■ Short problem
Set down, without alteration, the lines from the one that contains "the stone lantern" through the final line of the material below.
::::::
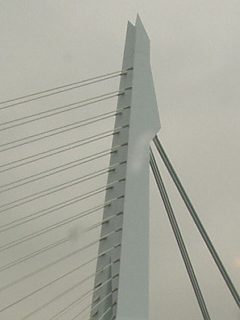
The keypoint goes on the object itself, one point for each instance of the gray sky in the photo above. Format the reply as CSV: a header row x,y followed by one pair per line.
x,y
196,68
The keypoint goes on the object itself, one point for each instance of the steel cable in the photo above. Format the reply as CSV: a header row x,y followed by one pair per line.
x,y
111,75
179,238
197,221
61,129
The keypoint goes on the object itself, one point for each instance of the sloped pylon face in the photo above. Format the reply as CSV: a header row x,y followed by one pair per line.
x,y
127,246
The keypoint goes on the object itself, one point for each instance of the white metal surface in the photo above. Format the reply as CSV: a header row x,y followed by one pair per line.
x,y
144,124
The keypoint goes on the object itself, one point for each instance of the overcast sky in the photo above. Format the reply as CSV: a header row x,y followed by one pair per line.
x,y
195,58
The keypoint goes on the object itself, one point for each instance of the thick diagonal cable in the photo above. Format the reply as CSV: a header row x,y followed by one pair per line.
x,y
50,283
61,241
73,86
70,146
197,221
49,265
79,300
69,165
59,110
65,292
56,225
50,191
61,129
179,238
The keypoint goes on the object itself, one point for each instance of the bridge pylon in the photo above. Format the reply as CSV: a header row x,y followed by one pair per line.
x,y
122,276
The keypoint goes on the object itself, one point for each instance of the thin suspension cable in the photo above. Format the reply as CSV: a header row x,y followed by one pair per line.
x,y
97,305
54,151
69,165
56,225
35,272
44,212
34,254
179,238
78,85
197,221
65,292
89,306
61,129
106,312
62,241
50,283
78,300
52,112
50,191
23,220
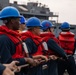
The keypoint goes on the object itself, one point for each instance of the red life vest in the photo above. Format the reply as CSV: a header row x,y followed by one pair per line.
x,y
48,35
14,37
67,41
37,40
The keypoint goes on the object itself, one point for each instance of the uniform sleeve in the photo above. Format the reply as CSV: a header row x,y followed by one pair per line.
x,y
7,49
2,68
52,45
31,46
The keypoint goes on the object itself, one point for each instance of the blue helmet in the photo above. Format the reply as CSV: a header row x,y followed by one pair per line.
x,y
46,24
9,11
33,22
22,20
65,25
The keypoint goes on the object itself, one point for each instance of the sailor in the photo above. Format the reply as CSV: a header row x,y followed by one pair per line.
x,y
34,43
22,27
67,42
54,51
10,43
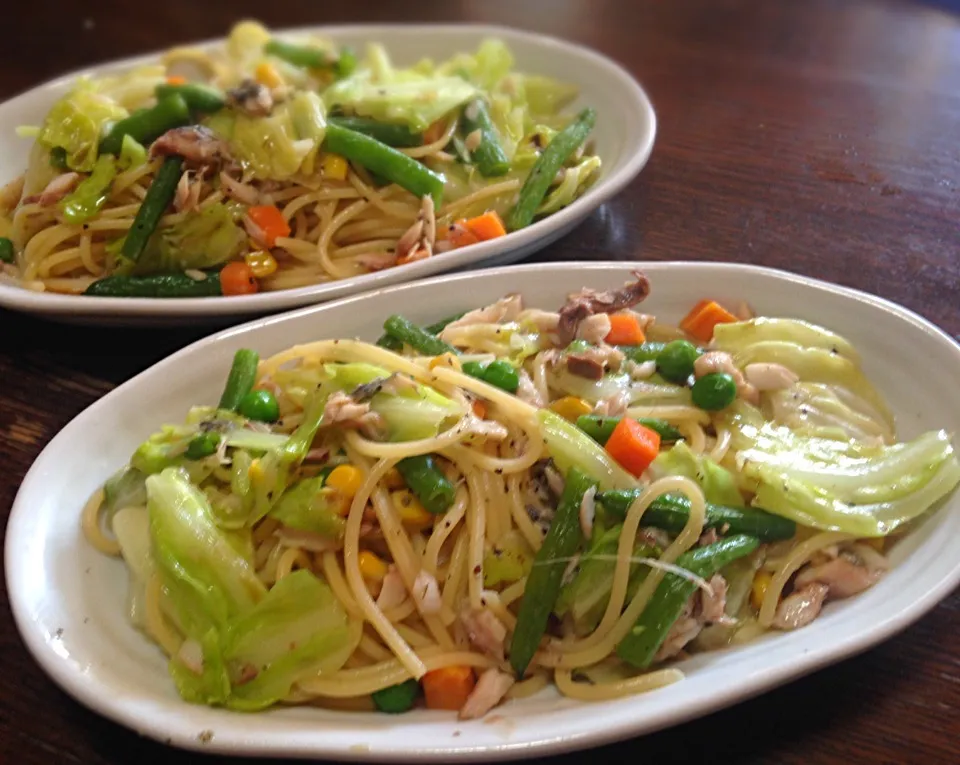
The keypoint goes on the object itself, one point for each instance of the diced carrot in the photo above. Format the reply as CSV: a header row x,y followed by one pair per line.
x,y
633,445
703,317
625,329
459,235
237,279
486,226
448,687
270,221
435,131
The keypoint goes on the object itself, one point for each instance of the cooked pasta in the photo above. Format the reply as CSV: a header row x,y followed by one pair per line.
x,y
509,499
268,164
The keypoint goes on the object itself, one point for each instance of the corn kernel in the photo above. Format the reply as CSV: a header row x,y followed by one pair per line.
x,y
346,479
761,583
410,510
393,480
571,407
267,74
372,567
447,360
262,263
334,167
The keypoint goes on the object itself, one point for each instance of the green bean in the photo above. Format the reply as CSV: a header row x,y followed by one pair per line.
x,y
310,57
243,374
385,161
643,352
158,286
488,155
416,337
199,97
392,344
385,132
547,166
546,576
501,374
670,512
148,124
640,645
7,252
396,699
427,481
601,428
154,204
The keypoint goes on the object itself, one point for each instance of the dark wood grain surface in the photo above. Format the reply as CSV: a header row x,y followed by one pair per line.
x,y
818,137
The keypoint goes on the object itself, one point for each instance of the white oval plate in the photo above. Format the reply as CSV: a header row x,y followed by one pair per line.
x,y
624,136
68,600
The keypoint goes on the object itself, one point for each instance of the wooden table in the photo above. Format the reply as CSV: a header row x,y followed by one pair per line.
x,y
819,137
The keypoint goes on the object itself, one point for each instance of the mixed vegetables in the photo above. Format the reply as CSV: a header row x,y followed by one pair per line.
x,y
230,171
251,515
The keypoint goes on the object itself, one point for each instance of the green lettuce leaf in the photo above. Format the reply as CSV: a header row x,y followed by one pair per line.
x,y
203,239
298,629
88,198
307,506
208,581
571,447
857,487
718,484
76,123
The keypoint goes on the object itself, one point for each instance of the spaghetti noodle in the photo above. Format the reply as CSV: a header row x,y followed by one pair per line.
x,y
368,516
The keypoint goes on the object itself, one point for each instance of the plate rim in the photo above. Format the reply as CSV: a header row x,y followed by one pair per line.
x,y
62,673
637,154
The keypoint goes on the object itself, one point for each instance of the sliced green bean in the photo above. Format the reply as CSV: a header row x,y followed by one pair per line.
x,y
601,428
7,252
670,513
416,337
545,169
158,286
488,154
310,57
154,204
147,125
243,374
428,483
385,132
385,161
640,645
199,97
546,576
643,352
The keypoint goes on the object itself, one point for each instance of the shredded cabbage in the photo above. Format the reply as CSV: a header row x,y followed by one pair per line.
x,y
857,487
77,122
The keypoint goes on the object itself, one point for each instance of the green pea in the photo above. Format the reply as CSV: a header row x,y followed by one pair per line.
x,y
503,375
397,698
202,445
260,405
474,369
714,392
675,361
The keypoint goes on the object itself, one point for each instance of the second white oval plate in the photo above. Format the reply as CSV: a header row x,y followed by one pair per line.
x,y
68,600
624,136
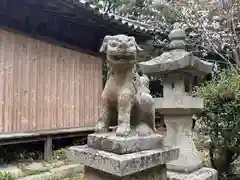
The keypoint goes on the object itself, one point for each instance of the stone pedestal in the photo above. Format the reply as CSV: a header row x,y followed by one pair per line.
x,y
110,157
177,70
200,174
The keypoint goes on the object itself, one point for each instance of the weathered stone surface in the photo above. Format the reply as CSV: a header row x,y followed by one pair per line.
x,y
157,173
178,105
123,145
122,165
36,166
42,176
67,170
201,174
13,170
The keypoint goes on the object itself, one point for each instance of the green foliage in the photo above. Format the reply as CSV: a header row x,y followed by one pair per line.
x,y
6,176
220,118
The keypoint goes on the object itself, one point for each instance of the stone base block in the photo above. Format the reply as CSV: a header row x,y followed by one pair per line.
x,y
156,173
124,145
122,165
201,174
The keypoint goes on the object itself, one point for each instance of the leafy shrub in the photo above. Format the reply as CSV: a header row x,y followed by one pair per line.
x,y
220,119
6,176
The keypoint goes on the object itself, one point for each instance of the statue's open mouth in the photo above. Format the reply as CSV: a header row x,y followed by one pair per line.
x,y
122,58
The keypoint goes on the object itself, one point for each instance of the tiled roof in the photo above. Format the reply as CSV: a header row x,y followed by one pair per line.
x,y
113,18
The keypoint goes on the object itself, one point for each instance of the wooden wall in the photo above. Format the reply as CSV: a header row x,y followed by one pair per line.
x,y
43,86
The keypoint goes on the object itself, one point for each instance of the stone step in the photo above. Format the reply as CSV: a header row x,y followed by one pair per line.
x,y
57,173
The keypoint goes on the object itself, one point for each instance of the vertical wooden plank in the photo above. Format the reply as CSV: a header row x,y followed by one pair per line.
x,y
18,59
33,87
65,87
2,57
55,79
47,71
26,80
60,87
17,55
9,48
40,96
82,90
48,149
76,90
52,85
86,81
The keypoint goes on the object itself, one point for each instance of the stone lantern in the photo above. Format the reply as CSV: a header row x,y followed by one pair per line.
x,y
177,70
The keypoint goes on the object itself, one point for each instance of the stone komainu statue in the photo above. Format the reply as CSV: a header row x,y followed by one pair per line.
x,y
125,91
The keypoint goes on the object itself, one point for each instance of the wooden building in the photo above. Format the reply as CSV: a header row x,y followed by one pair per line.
x,y
50,68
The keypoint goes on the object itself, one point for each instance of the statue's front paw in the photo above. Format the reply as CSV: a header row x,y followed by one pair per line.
x,y
123,129
101,127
::::::
■ Written response
The keypoint goes on the object itself, one point for each instance of the stone lantern in the photo above. Format the reply as CSV: a header row x,y followed by one pair per line.
x,y
177,70
The keypoint goes on the object itself, one point for each instance of the stone komainu statue in the photo above. Format the reply as CSV: a header row x,y followed by one pair per line.
x,y
125,91
The keypoint goes on the object itself, one point for each instance of the wooden building in the photo above. Format the reply as CSV: a header row x,y followed by one pair per line.
x,y
50,68
The keypoint goes on the object itself, one point for each instance of the statue's front paw in the photo above. Format the reply as CSV: a header row x,y followed by one pair per line.
x,y
123,129
101,127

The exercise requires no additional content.